Assignment 1: In the passage below on Heinrich's owl book, which behavior of the owl did Lawton cite as an example of Heinrich's descriptive prowess?
Assignment 2: Summarize the passage below on Heinrich's owl book in two sentences.
Assignment 3: Write the next part of the passage below on Heinrich's owl book, starting after its last sentence.

*** Opening Selected passage ***

In an afterword added to the abridged edition, Heinrich reports possible subsequent sightings of Bubo, including an encounter by his nephew while grouse hunting near Jefferson, Maine, and another sighting in Camden three years after their last meeting, though neither can be definitively confirmed as the same owl.

== Reviews ==
Marcy F. Lawton thought the work reads like a thriller that presents substantial scientific information while capturing the personal wonder that lures people into the sciences. Lawton praised Heinrich's writing ability and descriptive prowess, citing his account of owl bathing behavior as an example. She appreciated how the author's wit and affection colored his accounts without introducing naive anthropomorphism or maudlin sentimentality, noting Heinrich's awareness of when he projects human characteristics onto the owl. Lawton thought that this volume represents the epitome of what popular science should be and would help elevate such efforts from what Sarah Blaffer Hrdy once termed the not very respectable demi-monde of popular science writing.

*** Closing Selected passage ***
*** Opening Records supplied ***

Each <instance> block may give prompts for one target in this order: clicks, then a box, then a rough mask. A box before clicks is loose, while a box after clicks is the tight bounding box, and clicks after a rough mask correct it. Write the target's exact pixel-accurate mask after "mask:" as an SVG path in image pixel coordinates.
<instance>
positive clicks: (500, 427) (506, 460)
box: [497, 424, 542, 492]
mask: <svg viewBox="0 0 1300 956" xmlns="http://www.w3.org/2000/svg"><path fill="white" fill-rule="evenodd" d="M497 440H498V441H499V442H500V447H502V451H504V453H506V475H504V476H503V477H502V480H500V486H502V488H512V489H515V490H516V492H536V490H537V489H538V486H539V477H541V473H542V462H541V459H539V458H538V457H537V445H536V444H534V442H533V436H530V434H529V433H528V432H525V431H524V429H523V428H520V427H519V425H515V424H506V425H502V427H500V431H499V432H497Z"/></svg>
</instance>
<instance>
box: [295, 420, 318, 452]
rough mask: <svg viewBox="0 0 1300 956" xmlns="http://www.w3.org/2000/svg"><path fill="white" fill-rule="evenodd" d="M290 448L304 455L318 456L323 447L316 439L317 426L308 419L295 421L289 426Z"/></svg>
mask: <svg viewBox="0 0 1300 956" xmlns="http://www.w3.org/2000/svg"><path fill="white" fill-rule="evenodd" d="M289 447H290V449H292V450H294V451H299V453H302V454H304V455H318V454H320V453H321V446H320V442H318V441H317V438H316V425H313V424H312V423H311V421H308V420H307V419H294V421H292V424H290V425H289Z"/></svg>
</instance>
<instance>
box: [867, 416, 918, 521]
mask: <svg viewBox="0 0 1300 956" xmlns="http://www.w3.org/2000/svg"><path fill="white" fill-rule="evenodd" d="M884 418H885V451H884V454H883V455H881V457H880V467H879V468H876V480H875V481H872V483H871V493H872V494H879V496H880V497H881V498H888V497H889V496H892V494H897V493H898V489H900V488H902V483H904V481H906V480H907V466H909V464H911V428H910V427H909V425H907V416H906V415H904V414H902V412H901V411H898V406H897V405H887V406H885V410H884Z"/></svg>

*** Closing Records supplied ***

Final answer 1: She cited his account of the owl's bathing behavior.

Final answer 2: In an afterword to the abridged edition, Heinrich reports two possible later sightings of Bubo, one by his nephew near Jefferson, Maine, and one in Camden three years after their last meeting, though neither can be confirmed as the same owl. Marcy F. Lawton praised the book as a thriller-like work of popular science, commending Heinrich's writing, wit, and affection and his avoidance of naive anthropomorphism and maudlin sentimentality.

Final answer 3:
Stanley A. Temple thought that while few can resist rescuing apparently orphaned baby birds, few of these rescued birds, including Heinrich's owl, are actually orphans. Temple described the work as a chronicle of Heinrich's three-year effort to coach the owl to independence and an accessible description of owl behavior. While he thought the book was not a definitive ethogram, Temple identified the sections on mobbing and the ontogeny of hunting behavior as particularly worthwhile contributions to science, though observing that in many cases the author reinvents the wheel. Temple suggested the book's value to professionals lay in its insights into using tame, free-ranging animals for behavioral studies, a technique he considered underused despite having produced important contributions, with Lorenz's work as the archetype.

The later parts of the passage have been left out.